▸ Work to complete
The answer must be an exact reproduction of all the entries.

▸ Data to examine
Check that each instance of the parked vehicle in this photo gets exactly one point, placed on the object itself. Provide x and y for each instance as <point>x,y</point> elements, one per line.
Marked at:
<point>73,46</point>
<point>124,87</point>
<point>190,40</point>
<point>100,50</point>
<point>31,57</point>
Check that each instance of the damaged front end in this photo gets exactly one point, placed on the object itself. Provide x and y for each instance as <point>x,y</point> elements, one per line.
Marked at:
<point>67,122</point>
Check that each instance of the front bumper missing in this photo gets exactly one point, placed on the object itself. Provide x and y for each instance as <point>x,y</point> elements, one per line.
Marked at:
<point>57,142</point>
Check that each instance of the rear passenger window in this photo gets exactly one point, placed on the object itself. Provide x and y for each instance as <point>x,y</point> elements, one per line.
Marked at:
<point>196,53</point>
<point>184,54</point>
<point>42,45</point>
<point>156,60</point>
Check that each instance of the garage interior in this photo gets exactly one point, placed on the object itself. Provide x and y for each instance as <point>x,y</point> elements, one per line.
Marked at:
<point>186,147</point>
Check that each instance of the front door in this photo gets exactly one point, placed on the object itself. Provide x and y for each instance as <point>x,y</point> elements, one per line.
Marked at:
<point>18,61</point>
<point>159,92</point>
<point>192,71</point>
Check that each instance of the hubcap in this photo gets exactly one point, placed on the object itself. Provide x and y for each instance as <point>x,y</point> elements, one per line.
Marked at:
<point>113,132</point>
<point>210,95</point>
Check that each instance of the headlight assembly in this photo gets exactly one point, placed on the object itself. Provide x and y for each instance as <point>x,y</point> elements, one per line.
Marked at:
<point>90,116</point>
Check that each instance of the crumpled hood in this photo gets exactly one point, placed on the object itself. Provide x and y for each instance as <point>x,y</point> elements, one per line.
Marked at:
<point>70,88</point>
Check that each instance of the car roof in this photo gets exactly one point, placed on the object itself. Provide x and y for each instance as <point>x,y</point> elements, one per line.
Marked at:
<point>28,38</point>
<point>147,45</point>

▸ Answer for this exercise
Check that each instance of the parked vehicle in this photo gets exactly one point, placed on the object itself. Provide x and y for each instance as <point>x,y</point> elements, one per line.
Marked at:
<point>73,46</point>
<point>124,87</point>
<point>190,40</point>
<point>100,50</point>
<point>31,57</point>
Check that each instance of the damaged front end in this photo gets exactly one point, placed on the object itself. Provide x and y for each instance as <point>x,y</point> elements, one per line.
Marked at:
<point>67,122</point>
Check that each instance of the front bumper missing in this photo gets exactly one point, placed on the object itself. Provide x and y for each instance as <point>x,y</point> elements, one per line.
Marked at:
<point>57,142</point>
Check that each instance of the rear passenger window in this photo gets exactly one point, placed on the object itself. Provide x and y for each instance as <point>x,y</point> elements, one per line.
Marked at:
<point>196,53</point>
<point>184,54</point>
<point>42,45</point>
<point>156,60</point>
Check that each instance of the garage interior in this photo gets exactly one point, placed on the object itself. Provide x and y for each instance as <point>x,y</point> elements, one per line.
Marked at:
<point>186,147</point>
Check that each instance of the front door in this photo gets exactly one point, placed on the object itself. Provide x and y for each instance as <point>x,y</point> elements, one per line.
Marked at:
<point>18,61</point>
<point>159,92</point>
<point>192,71</point>
Check that each instance of the hubcap in this photo gets exactly one point, placed on the object itself. Provide x and y for each instance as <point>x,y</point> elements, one per line.
Marked at:
<point>113,132</point>
<point>210,95</point>
Check that each instance of the headlight assembly in this photo gets exactly one point, placed on the object itself. Provide x and y for each instance as <point>x,y</point> elements, one per line.
Marked at:
<point>90,116</point>
Check that each instance of the crumpled hood in this photo gets exactly one point, placed on the object itself. Provide x and y for each instance as <point>x,y</point> elements, one per line.
Marked at:
<point>70,88</point>
Check that each instance of the car roof in this photo gets exactly one point, placed on the object itself. Provide x and y for each instance as <point>x,y</point> elements, one per line.
Marked at:
<point>28,38</point>
<point>147,45</point>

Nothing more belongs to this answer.